◆ DATA:
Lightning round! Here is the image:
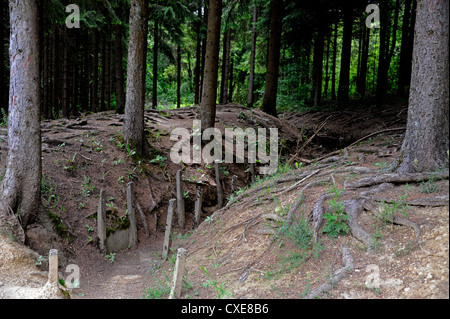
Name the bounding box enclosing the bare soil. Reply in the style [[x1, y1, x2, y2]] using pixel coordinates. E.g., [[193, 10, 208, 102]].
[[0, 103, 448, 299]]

==

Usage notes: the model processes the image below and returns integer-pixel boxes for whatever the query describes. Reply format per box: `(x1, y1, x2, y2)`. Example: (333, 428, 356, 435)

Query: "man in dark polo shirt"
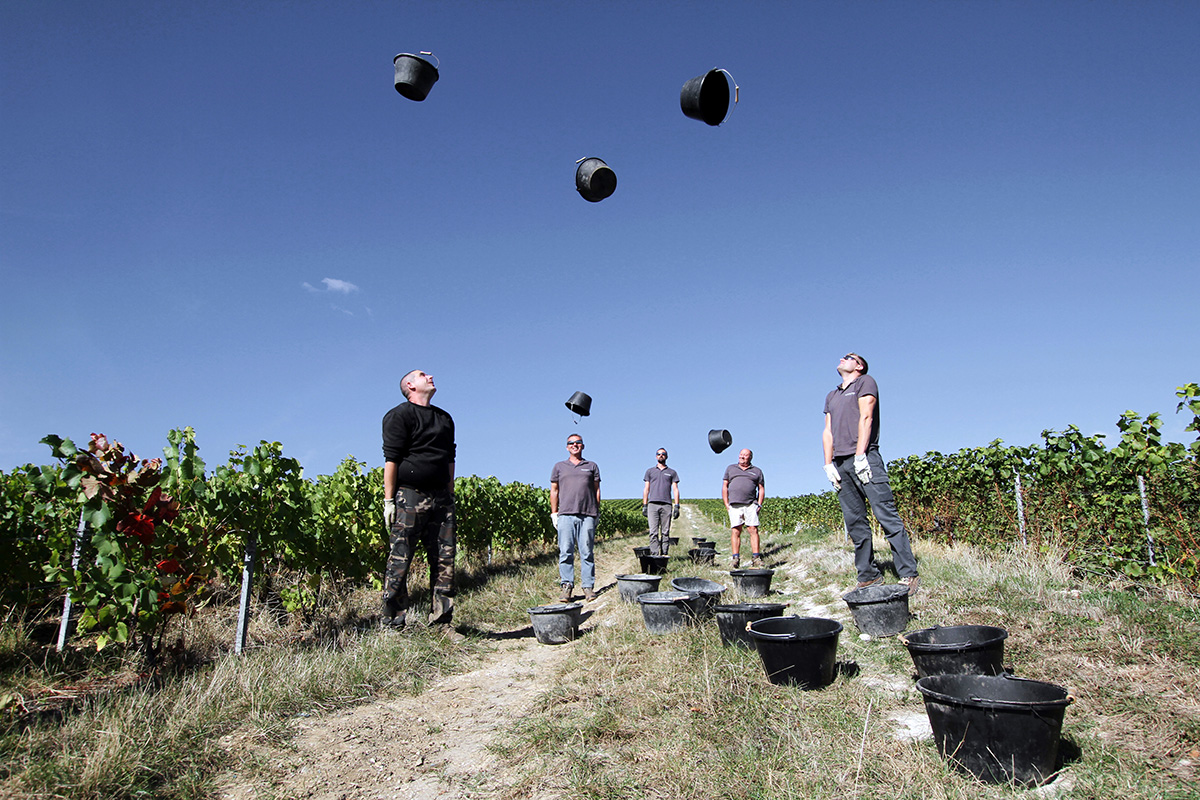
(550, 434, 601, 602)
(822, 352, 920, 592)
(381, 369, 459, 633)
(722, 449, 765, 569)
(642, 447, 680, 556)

◆ YOUR GOAL: Take every line from the records that holds "image" and copy it down.

◆ YOUR SOLUTION:
Lightning round! Here is the image:
Usage notes: the model processes the image below and returns integer-pixel boxes for whatever the query describes. Reply format per box: `(x1, y1, x2, y2)`. Example: (333, 428, 356, 435)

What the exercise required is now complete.